## Work instruction
Set down the records that follow in full and without changes.

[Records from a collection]
^^^^
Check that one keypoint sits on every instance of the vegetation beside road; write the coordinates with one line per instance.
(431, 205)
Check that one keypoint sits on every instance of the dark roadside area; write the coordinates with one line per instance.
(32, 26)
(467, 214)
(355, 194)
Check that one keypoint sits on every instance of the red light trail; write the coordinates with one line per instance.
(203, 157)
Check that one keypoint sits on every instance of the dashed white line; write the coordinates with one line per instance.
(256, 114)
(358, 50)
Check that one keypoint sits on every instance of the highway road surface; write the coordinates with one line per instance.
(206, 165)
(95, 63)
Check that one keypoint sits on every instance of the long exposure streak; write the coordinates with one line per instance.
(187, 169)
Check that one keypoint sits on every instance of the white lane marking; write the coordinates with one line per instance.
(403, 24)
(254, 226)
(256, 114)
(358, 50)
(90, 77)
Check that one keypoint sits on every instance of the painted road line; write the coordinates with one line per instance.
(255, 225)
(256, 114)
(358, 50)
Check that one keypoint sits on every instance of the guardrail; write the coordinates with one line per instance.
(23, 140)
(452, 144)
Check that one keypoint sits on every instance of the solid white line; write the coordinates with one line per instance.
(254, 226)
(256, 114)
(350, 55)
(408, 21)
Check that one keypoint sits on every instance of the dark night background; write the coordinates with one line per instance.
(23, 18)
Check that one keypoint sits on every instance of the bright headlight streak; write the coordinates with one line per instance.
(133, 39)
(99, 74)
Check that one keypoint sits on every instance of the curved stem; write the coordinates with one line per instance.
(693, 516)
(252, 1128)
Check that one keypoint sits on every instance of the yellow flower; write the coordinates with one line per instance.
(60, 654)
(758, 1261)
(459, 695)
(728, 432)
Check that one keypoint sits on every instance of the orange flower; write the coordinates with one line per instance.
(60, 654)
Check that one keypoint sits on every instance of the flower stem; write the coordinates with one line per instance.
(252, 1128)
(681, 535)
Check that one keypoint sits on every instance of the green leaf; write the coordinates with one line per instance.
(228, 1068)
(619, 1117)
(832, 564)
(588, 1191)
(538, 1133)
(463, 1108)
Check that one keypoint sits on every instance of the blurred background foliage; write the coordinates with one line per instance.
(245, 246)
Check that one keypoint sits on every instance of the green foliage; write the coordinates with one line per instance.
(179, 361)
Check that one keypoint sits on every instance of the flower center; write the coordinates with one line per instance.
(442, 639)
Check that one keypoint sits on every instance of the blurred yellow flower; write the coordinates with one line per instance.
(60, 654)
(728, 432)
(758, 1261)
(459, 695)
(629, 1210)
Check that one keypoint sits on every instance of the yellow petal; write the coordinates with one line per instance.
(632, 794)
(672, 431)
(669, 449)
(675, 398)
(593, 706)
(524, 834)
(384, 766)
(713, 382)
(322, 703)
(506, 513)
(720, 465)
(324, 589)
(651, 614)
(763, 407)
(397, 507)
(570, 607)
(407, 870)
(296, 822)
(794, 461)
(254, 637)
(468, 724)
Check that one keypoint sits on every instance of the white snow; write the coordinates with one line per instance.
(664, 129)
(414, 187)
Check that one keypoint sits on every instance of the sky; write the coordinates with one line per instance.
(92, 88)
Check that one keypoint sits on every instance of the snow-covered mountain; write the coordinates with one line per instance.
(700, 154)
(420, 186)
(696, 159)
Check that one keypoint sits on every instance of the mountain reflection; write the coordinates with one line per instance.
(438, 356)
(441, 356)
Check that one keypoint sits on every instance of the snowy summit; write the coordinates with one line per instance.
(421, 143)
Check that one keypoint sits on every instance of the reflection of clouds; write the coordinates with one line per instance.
^^^^
## Answer
Check that one keypoint sits on every instance of the vegetation beside road; write the coordinates with one line per instance.
(431, 205)
Check that one keypoint sits on every instance of the dark roadside area; write the coordinates with one line per instance.
(32, 26)
(467, 214)
(355, 194)
Check that one keypoint sits on every instance of the red light trail; write the coordinates with one line per instance.
(203, 157)
Check that one keypoint sits on every instance of the dashed white line; write the coordinates with one line per instance.
(256, 114)
(358, 50)
Check that one keypoint sits on every instance of the highway road surface; write the coordinates with one line per instance.
(206, 165)
(95, 63)
Check that one keypoint sits on every instance of the long exposure streak; write the coordinates with one line per instance.
(187, 169)
Check that one keypoint sits on every instance of the white lane marking; write the coordinates with one line per instance.
(403, 24)
(254, 226)
(256, 114)
(358, 50)
(90, 77)
Check that one keypoint sits on every instance of the painted road line; write the coordinates with one line per instance.
(255, 225)
(256, 114)
(358, 50)
Check that one keypoint sits on every instance of the guardrail; write the coordinates with one line per instance.
(23, 140)
(452, 144)
Check that one keypoint sits on every instance of the solid white line; write the coordinates with one line per instance.
(254, 226)
(256, 114)
(350, 55)
(408, 21)
Check that one keypoint sits on every instance of the dark night background; write the coordinates with one line per instance.
(23, 18)
Check that one keypoint sits on every instance of the bright headlight streak; write the coordinates with one line per instance.
(133, 39)
(99, 74)
Check that one keypoint sits on every instance of the curved stem; write the coordinates with one line per instance.
(693, 516)
(252, 1128)
Check that one keypoint sits on every instance of the yellow flower; write the coordinates with one line per instance.
(60, 654)
(758, 1261)
(459, 695)
(728, 432)
Check that one keypoint sits on every instance of the orange flower; write the coordinates with one line per instance.
(60, 654)
Check that one keypoint sits on every instance of the flower stem; write the coordinates with one line per instance.
(252, 1128)
(681, 535)
Check that one keypoint sits on every instance of the green leaf; write the coordinates with one line per instance.
(228, 1068)
(619, 1117)
(832, 564)
(588, 1191)
(538, 1133)
(463, 1108)
Check that one keypoint sits on every instance of the blurred background foliage; write the coordinates with one line per instance.
(245, 246)
Check that one keypoint sits on every instance of the green foliage; write the coordinates with one line per instance.
(179, 361)
Check that one keypoint sits on every instance of the flower center; write the coordinates with one line per instance.
(442, 639)
Check that one keypoint sits on every instance of the blurred yellow flower; write the coordinates with one line per instance.
(60, 654)
(728, 432)
(758, 1261)
(459, 695)
(629, 1210)
Check that one keypoint sits on every instance of the yellow petal; write the coordinates with one line per instance.
(632, 794)
(672, 431)
(669, 449)
(675, 398)
(593, 706)
(524, 834)
(384, 766)
(713, 382)
(322, 703)
(506, 513)
(720, 465)
(324, 589)
(651, 614)
(763, 407)
(397, 507)
(570, 607)
(407, 870)
(296, 822)
(794, 461)
(254, 637)
(468, 724)
Check that one keypoint sits on every instance of the white snow; write the coordinates with one line per instance.
(664, 129)
(414, 187)
Check that one keypoint sits on every instance of the sky; write the coordinates with one line per instance.
(92, 88)
Check that one keypoint sits on every instance of the snow-covered mountain; write the coordinates with one line per instance.
(700, 154)
(420, 186)
(696, 159)
Check that one keypoint sits on every instance of the mountain reflection; write the coordinates with one line per instance.
(438, 356)
(441, 356)
Check that one keypoint sits on every instance of the snowy summit; write the coordinates with one line per instance.
(421, 143)
Check that one keypoint sits on every instance of the reflection of clouds; write the coordinates with one line per instance.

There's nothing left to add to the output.